→ **EXERCISE REQUIREMENTS**:
1) Answer these questions using the passage on children's play.
(a) In what year was David Elkind's The Hurried Child published?
(b) Which piece of legislation did Margaret Thatcher's government pass by 1988?
(c) Which charity carried out a major review on play deprivation?
2) Return the section of the passage on children's play from "Assault on play" up to and including "government funding list.", copied exactly.
3) Write the next part of the passage on children's play, continuing from its final sentence.
──────── READING PASSAGE
Once upon a time, there was a powerful witch, who vowed to remove play from the world, so people would have more time to create riches. The people said that it would never happen, because play makes learning fun, and our children’s happiness is far more important than money. But the witch just smiled and continued stirring her cauldron …
In the wake of Covid-19, school closures, and the government’s proposed ‘catch up’ programme for children in schools, educational psychologists have advocated a focus on play, socialisation and wellbeing rather than adding more hours of lessons to the timetable.
Assault on play and socialisation
For a long time, societies’ lack of attention to children’s needs for play and socialisation has been a problem. Academics who study and research play for children, first showed concern in the last quarter of the twentieth century; for example see David Elkind’s The Hurried Child published in 1981. A decade ago, play deprivation was the topic for a major review by the charity Play England, now long dropped from the government funding list.
In the same year that Elkind penned The Hurried Child, Margaret Thatcher proposed that, “economics are the method; the object is to change the heart and soul.” By 1988, her government had passed the Education Reform Act, the legislation that created the national curriculum. Efficiency was the national goal, intended to prepare people for a monetarist and consumption-focused society. The top-down pressure on the raw child material began to build.
────────────────
──────── RECORDS
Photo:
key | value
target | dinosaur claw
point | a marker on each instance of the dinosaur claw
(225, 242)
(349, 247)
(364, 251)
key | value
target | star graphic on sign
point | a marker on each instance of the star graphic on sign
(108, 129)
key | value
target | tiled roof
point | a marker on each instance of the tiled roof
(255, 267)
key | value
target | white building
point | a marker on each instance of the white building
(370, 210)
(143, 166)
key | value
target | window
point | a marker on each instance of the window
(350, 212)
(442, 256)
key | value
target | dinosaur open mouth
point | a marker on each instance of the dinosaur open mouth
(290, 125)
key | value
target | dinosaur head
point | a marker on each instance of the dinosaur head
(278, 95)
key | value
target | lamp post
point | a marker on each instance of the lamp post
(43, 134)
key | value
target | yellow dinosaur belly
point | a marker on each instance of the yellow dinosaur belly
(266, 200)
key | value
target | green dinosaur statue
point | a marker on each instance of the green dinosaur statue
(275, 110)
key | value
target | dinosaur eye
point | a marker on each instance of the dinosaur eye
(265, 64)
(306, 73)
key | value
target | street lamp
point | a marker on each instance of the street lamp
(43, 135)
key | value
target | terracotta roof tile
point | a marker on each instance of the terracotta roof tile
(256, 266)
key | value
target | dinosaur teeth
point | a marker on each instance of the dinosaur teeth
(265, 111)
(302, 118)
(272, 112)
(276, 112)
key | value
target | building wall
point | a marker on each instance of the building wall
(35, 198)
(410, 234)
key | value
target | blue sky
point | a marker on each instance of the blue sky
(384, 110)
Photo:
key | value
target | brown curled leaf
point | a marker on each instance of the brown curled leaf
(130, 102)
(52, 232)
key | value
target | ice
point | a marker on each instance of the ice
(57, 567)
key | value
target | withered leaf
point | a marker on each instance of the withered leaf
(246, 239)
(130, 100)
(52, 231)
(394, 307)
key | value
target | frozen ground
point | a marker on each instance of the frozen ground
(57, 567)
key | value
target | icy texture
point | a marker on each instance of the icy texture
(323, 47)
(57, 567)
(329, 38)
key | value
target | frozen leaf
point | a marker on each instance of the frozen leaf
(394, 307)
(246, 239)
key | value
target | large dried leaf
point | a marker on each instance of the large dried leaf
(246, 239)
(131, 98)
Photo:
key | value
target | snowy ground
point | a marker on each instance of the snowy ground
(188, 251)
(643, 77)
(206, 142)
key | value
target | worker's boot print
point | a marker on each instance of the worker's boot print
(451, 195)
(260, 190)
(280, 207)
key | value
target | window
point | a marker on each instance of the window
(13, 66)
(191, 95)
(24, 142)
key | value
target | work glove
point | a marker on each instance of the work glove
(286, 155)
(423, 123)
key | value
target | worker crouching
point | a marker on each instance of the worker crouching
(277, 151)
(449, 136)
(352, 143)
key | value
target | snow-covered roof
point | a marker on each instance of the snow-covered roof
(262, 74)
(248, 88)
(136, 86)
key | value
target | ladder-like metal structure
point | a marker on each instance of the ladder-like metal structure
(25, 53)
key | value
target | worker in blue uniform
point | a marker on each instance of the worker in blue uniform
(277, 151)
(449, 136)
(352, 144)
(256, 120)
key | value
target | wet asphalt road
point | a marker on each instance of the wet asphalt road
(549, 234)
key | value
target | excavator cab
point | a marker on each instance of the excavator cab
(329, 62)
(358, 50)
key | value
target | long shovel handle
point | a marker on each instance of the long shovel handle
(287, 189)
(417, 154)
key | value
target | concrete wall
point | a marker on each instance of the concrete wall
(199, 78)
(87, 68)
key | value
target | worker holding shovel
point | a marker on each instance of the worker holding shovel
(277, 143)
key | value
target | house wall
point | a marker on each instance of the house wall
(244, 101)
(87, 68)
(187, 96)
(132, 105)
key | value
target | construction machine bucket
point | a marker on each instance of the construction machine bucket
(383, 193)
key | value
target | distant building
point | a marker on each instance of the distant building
────────────────
→ **ANSWERS TO THE EXERCISES**:
1)
(a) 1981
(b) The Education Reform Act
(c) Play England

2)
Assault on play and socialisation
For a long time, societies’ lack of attention to children’s needs for play and socialisation has been a problem. Academics who study and research play for children, first showed concern in the last quarter of the twentieth century; for example see David Elkind’s The Hurried Child published in 1981. A decade ago, play deprivation was the topic for a major review by the charity Play England, now long dropped from the government funding list.

3)
Control over education increased further when Blair was elected in 1997, through the national curriculum and the national schools inspection body OFSTED. Teachers were given detailed instructions on strategies for teaching. And little by the little, the culture of childhood changed; milestones became targets, and the natural unfolding of cognition in the child was reconceived as a ‘readiness’ race.
Learning by rote, from a young age
In 2021, our children find themselves caught in the web of Michael Gove’s ‘knowledge based’, direct-instruction curriculum, which ignores the role of play in learning. In September, the government will introduce this philosophy to nursery education protocols through proposed amendments to the Early Years Foundation Stage, preparing children for direct instruction from the very beginning of schooling.
But a facts-and-skills transmission factory is an extremely unnatural environment for human beings. We are a highly evolved, linguistic primate species, born with brains that have the capacity to adapt throughout our lives, which change and develop immensely as we interact with the environment. And like other naturally evolved species, children principally achieve such development through collaborative play activity, spontaneously engaging with both peers and adults.
Of course, in a highly technological society, there is a need for some amount of formal education provided by experts, alongside natural play-based learning. But this is a supplement, not the principal way that human beings learn, which was established by natural selection long before they became the current homo sapiens species.
Direct instruction vs play and discovery
Today, direct instruction is valued above play and discovery. Or in other words, education policy has put the direct-instruction cart before the play-and-discovery horses. This has created a narrow focus on ‘performance’ in tightly specified assessments, for which children are conditioned to rote-memorise the answers.
While direct instruction can lead to high scores on standardised tests, renowned psychologist, Alison Gopnik, suggests that it stunts curiosity and children are less likely to discover new and unexpected information. In other words, it removes all the responses that have made human beings the most innovative and technically accomplished species on Earth.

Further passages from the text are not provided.